▸ **Source extract**
<<<<
- Born: 6 July 1900 Mussoorie, India
- Died: 11 September 1985 (aged 85) Chevy Chase, Maryland
- Occupations: Psychiatric research scientist and neuroanatomist

= David Rioch =

American psychiatric research scientist and neuroanatomist

David McKenzie Rioch (July 6, 1900 – September 11, 1985) was a psychiatric research scientist and neuroanatomist, known as a pioneer in brain research and for leading the interdisciplinary neuropsychiatry division at the Walter Reed Army Institute of Research (1951–1970), a program that contributed to the formation of the then-nascent field of neuroscience.

W. Maxwell Cowan, Donald H. Harter, and Eric R. Kandel cited "the seminal roles played by David McKenzie Rioch, Francis O. Schmitt, and ... Stephen W. Kuffler in creating neuroscience as we now know it."
>>>>
▸ **Record set**
<<<<
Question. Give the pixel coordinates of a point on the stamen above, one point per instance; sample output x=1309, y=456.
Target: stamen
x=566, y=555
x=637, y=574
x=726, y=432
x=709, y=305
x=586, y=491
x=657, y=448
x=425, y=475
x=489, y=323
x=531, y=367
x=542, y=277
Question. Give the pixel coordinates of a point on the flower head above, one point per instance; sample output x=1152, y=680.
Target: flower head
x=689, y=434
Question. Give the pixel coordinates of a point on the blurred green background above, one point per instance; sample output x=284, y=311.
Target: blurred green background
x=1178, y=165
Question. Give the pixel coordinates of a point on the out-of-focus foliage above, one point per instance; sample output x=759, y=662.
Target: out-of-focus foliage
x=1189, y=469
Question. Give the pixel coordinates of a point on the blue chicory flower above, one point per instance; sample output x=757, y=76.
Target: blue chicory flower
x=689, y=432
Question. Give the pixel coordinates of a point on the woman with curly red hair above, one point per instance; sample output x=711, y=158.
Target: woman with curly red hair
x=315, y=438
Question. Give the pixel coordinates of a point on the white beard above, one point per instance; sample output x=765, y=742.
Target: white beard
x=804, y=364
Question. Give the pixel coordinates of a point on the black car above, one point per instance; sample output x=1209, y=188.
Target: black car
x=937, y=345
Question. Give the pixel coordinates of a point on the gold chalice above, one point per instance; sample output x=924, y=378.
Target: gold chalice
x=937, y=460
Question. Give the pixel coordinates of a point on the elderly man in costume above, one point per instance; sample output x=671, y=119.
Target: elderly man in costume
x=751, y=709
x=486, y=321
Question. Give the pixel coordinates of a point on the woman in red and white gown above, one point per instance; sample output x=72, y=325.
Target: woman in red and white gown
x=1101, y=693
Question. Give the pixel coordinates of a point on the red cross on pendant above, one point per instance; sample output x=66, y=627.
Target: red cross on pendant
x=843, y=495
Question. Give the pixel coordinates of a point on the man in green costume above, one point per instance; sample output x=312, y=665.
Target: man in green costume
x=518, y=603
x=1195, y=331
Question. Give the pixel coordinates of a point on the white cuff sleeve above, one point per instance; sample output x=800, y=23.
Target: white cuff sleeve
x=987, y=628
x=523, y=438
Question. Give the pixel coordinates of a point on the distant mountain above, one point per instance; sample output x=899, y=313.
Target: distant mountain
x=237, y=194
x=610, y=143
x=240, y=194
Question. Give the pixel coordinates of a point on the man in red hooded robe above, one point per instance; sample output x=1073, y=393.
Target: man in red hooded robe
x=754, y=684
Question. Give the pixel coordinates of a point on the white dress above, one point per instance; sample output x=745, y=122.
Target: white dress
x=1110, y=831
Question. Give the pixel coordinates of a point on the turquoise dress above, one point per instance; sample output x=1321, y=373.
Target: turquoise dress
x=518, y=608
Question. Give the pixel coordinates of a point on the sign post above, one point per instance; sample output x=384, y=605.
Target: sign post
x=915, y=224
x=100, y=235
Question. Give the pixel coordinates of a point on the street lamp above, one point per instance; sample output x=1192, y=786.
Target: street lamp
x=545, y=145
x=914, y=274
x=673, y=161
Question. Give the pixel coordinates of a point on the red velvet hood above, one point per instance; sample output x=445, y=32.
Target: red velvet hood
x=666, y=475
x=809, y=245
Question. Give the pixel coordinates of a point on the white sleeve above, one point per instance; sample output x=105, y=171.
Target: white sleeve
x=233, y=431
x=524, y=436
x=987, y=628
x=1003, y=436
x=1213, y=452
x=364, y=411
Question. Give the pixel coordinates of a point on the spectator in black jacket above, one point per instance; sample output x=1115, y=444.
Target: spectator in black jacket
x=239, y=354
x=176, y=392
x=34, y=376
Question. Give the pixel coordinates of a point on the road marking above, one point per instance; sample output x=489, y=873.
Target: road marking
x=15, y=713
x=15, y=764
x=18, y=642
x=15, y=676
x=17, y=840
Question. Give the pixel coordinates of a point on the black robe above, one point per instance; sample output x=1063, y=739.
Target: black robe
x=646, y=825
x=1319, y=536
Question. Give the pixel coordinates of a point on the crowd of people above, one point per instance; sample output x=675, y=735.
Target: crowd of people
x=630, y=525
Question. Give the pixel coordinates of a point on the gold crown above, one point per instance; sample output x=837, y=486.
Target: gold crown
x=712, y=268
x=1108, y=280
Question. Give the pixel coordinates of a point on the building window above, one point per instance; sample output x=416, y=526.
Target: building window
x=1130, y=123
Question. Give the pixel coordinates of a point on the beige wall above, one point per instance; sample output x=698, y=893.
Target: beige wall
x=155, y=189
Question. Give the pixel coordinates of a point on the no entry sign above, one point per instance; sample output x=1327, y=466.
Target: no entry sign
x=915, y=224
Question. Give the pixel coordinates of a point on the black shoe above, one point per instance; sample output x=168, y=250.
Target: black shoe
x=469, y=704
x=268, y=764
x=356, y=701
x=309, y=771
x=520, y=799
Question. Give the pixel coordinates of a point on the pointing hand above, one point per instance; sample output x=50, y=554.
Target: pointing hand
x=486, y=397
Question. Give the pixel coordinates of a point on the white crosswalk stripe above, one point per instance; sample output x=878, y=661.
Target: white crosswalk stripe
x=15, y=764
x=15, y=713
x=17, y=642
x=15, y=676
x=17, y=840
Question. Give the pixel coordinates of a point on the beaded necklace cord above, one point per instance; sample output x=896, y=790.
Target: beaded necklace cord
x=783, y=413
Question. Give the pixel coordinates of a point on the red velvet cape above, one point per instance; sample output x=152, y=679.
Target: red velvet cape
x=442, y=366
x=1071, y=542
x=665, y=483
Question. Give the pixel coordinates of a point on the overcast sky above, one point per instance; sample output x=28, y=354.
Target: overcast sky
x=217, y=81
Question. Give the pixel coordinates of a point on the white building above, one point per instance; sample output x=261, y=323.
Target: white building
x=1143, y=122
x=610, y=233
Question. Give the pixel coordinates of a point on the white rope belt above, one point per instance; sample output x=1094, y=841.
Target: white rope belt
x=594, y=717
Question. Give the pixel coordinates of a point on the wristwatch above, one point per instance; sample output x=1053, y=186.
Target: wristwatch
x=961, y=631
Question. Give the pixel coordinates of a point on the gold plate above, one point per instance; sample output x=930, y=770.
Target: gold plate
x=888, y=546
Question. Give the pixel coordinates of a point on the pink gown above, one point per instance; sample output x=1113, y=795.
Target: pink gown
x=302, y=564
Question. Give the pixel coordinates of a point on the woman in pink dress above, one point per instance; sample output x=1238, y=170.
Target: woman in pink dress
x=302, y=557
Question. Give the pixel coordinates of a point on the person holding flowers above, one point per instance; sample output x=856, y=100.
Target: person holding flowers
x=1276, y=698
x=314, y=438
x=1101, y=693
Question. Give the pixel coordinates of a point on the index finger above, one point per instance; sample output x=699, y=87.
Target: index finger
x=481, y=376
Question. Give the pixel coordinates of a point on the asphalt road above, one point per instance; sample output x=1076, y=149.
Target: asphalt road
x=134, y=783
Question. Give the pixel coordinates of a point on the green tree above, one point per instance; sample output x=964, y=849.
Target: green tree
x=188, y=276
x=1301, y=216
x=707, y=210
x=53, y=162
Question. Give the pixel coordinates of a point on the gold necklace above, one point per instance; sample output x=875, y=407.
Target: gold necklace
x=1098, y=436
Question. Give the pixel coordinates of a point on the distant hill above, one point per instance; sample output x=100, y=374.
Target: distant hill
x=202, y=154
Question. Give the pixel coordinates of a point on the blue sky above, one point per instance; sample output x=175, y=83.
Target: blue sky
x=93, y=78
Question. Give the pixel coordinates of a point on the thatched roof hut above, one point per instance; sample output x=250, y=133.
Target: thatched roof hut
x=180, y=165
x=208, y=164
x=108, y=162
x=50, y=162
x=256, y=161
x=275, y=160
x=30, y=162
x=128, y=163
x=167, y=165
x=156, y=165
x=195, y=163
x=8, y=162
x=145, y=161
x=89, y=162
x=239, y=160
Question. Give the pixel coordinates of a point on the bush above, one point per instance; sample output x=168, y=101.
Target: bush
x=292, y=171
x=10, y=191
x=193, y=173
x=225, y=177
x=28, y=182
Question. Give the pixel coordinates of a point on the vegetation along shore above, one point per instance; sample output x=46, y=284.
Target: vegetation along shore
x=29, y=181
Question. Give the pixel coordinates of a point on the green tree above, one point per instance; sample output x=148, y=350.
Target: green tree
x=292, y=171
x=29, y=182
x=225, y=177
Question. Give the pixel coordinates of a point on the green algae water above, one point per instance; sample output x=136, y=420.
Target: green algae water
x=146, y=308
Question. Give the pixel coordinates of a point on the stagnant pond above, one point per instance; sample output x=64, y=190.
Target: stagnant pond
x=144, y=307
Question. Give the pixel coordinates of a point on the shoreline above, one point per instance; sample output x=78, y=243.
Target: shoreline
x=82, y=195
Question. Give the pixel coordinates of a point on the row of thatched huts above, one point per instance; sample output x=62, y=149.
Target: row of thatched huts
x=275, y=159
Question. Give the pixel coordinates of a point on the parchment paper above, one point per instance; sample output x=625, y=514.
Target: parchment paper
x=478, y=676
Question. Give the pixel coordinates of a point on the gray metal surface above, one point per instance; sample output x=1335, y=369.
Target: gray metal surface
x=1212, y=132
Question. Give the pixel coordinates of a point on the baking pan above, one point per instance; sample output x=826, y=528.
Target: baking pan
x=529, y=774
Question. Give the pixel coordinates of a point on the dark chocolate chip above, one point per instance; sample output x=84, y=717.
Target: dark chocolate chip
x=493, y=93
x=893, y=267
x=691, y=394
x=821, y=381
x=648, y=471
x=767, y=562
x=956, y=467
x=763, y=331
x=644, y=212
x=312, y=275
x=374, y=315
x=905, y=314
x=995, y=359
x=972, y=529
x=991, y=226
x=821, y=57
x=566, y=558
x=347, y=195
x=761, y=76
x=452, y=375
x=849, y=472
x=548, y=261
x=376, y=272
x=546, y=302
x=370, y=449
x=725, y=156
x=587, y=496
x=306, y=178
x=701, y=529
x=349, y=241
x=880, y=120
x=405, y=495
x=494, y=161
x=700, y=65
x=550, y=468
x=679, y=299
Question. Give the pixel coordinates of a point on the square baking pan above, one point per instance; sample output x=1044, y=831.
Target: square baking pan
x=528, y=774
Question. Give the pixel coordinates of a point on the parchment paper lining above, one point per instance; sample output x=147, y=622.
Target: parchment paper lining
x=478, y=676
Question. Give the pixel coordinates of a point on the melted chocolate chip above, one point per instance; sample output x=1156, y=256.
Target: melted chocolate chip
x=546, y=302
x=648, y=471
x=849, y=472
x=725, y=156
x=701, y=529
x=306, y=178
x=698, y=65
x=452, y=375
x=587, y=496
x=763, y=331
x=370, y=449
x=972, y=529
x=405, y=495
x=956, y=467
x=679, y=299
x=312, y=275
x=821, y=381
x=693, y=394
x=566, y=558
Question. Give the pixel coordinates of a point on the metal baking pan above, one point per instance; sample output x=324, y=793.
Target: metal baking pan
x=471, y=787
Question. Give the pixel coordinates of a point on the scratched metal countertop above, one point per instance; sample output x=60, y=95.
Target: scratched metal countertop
>>>>
▸ **Activities**
1. Answer from the David Rioch biography:
(a) In what town was Rioch born?
(b) Which division did he lead at the Walter Reed Army Institute of Research, and during what years?
(c) Which three people cited his seminal role in creating neuroscience?
2. Edit the David Rioch biography: reproduce the part starting with "- Born: 6 July" and going on through "field of neuroscience.", with "neuroanatomist" replaced by "brain anatomist".
3. Proceed with the David Rioch biography from its last sentence.

▸ **Task-by-task outputs**
1.
(a) Mussoorie, India
(b) The interdisciplinary neuropsychiatry division, 1951–1970
(c) W. Maxwell Cowan, Donald H. Harter, and Eric R. Kandel

2.
- Born: 6 July 1900 Mussoorie, India
- Died: 11 September 1985 (aged 85) Chevy Chase, Maryland
- Occupations: Psychiatric research scientist and brain anatomist

= David Rioch =

American psychiatric research scientist and brain anatomist

David McKenzie Rioch (July 6, 1900 – September 11, 1985) was a psychiatric research scientist and brain anatomist, known as a pioneer in brain research and for leading the interdisciplinary neuropsychiatry division at the Walter Reed Army Institute of Research (1951–1970), a program that contributed to the formation of the then-nascent field of neuroscience.

3.
== Early life and career ==
Rioch was born in Mussoorie, India, on July 6, 1900. His parents, David and Minnie, were Christian missionaries. He received a bachelor's degree from Butler College in 1920, after which he went on to receive a medical degree from the Johns Hopkins University School of Medicine in 1924. He then trained in surgery at the Peter Bent Brigham Hospital, followed by the Strong Memorial Hospital. In 1928–9, he studied in the Laboratory of Comparative Neurology at the University of Michigan, under a fellowship from the National Research Council, where he began research on the anatomy of mammalian diencephalons, research that he continued in 1929 at Oxford University. In these studies, he demonstrated in detail for the first time how the forebrains of dogs and cats are more complex than those of rodents. Rioch was associate professor of anatomy at Harvard Medical School from 1931 to 1938. He became professor of neurology and chairman of the Department of Neuropsychiatry at the Washington University School of Medicine from 1938 to 1943. He also spent one year at the Institute for Advanced Study in Princeton, New Jersey. In 1943, during World War II, he became director of research at the Chestnut Lodge psychiatric hospital in Rockville, Maryland, jointly with leading the Washington School of Psychiatry, positions he held until 1951.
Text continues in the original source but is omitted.